(DIRECTIONS): Beginning with the line where "target | girl's face" appears, retype every remaining line of the data below, both the first and last included.

-- MATERIAL TO PROCESS start --

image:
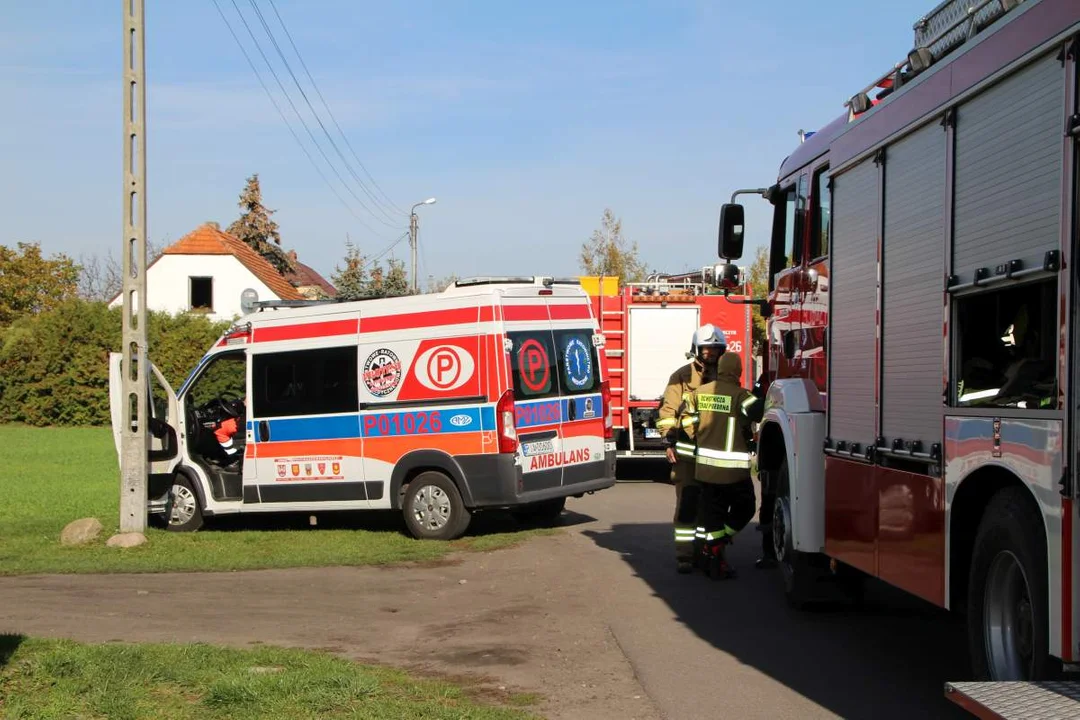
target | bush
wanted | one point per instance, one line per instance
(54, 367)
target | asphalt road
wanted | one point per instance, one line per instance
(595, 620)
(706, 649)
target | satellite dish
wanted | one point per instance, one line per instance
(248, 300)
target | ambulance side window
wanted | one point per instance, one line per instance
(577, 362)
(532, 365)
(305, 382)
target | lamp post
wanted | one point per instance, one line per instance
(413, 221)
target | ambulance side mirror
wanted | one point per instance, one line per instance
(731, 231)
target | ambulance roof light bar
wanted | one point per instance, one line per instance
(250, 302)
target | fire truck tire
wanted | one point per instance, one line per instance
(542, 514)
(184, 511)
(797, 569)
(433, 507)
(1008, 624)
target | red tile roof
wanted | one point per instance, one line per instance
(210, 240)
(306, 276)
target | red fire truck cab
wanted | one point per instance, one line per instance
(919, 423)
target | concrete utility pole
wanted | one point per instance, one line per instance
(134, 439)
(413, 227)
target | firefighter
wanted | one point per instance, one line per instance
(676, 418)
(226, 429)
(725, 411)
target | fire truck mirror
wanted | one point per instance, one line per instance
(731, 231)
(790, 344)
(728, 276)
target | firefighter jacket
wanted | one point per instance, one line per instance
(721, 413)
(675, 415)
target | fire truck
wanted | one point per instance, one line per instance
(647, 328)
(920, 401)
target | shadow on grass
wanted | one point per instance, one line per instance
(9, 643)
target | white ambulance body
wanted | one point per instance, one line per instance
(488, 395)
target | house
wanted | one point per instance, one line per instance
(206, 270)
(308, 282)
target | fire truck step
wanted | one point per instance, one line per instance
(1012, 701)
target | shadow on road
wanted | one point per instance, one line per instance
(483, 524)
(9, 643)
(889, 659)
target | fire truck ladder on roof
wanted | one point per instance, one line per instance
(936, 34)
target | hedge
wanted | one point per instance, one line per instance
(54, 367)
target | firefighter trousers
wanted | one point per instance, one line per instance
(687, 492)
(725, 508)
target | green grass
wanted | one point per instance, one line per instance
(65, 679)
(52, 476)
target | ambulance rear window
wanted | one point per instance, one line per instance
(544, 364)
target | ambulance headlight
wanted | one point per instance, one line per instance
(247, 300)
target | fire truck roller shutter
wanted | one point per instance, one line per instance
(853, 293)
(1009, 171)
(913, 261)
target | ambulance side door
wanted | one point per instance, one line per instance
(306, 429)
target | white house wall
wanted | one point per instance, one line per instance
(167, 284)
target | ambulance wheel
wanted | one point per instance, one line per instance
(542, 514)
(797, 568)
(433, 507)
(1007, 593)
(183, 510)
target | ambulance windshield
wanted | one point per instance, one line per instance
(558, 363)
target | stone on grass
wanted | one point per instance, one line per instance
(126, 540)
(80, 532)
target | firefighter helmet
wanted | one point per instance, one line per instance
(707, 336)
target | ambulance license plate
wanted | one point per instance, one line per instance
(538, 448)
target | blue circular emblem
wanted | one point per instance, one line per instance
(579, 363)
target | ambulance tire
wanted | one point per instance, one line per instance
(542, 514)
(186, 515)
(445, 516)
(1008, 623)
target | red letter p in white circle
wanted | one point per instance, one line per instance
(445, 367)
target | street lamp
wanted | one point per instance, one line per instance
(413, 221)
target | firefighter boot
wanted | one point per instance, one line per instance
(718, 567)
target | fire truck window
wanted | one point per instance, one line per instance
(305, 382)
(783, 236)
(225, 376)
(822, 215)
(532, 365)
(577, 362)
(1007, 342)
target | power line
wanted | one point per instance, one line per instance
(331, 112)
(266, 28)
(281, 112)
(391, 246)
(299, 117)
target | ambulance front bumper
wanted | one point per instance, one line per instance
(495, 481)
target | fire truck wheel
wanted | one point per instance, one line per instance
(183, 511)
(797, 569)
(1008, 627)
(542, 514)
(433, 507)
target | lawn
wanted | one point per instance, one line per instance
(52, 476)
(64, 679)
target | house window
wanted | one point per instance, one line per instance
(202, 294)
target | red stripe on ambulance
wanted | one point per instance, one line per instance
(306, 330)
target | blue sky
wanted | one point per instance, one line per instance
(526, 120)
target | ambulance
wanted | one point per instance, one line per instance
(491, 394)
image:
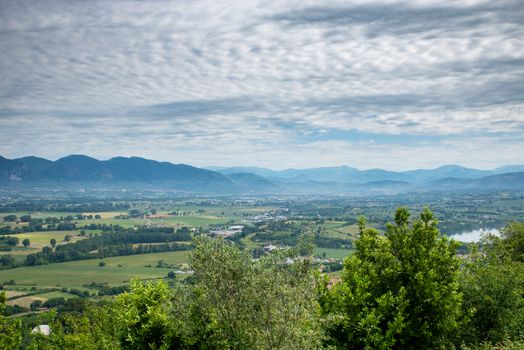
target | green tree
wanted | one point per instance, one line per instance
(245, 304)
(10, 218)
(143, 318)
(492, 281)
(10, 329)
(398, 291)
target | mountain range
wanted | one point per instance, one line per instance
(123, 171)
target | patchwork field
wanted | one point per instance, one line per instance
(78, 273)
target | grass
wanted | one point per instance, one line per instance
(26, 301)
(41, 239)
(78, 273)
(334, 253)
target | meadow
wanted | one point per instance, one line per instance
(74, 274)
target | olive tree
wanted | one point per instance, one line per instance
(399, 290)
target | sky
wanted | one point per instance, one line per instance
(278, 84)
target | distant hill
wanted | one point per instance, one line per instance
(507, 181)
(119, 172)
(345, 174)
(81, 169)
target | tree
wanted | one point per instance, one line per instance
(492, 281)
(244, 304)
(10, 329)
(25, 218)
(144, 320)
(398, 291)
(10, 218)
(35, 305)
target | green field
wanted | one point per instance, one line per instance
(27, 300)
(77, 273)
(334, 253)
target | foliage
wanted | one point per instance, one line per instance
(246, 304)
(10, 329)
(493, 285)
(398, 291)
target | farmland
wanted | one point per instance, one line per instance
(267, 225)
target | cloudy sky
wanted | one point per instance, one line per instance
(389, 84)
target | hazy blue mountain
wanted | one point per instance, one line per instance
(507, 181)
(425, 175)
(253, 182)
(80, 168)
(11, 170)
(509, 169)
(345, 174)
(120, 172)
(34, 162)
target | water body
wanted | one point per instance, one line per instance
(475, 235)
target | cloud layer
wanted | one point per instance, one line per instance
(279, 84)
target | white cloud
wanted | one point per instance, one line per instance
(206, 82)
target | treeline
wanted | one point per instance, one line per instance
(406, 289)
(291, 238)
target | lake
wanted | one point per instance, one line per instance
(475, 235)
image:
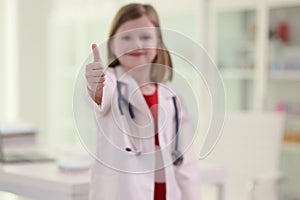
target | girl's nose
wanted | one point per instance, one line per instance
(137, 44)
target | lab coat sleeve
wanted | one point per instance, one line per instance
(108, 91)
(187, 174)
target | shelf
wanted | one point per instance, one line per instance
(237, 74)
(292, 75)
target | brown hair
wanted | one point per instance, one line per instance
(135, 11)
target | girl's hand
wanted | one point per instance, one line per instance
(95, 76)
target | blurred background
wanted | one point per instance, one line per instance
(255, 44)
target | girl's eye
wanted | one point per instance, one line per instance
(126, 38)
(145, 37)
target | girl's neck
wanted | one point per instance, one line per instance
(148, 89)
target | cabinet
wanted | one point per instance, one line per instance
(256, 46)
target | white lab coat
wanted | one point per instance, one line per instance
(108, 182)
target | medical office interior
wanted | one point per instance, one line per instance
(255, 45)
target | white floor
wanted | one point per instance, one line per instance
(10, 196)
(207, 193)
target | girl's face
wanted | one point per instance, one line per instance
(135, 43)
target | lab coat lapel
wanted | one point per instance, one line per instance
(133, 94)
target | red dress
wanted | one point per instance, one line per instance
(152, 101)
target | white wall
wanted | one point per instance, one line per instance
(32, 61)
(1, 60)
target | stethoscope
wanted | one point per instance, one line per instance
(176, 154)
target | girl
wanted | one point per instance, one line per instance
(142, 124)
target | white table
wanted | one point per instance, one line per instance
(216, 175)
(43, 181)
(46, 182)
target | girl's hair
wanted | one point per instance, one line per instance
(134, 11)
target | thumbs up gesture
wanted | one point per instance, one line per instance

-- MATERIAL TO PROCESS end --

(OUTPUT FOR THIS TASK):
target | girl's face
wanted | one point per instance, one line per instance
(135, 43)
target | lab coat lapel
wanted | one point per instance, one line per instance
(133, 94)
target | red dress
wanted | one point per instance, one line per instance
(152, 101)
target | white wall
wanted | one point per instance, one line per instance
(32, 61)
(1, 60)
target | stethoscope
wanted | one point per instance, one line per instance
(176, 154)
target | girl
wanted | one point per instance, one line per instance
(142, 124)
target | white table
wanted | one point per instance, one line per instance
(216, 175)
(43, 181)
(46, 182)
target | girl's hair
wanted | one point per instance, one line per instance
(134, 11)
target | thumbs up gesture
wanted | one point per instance, one line per instance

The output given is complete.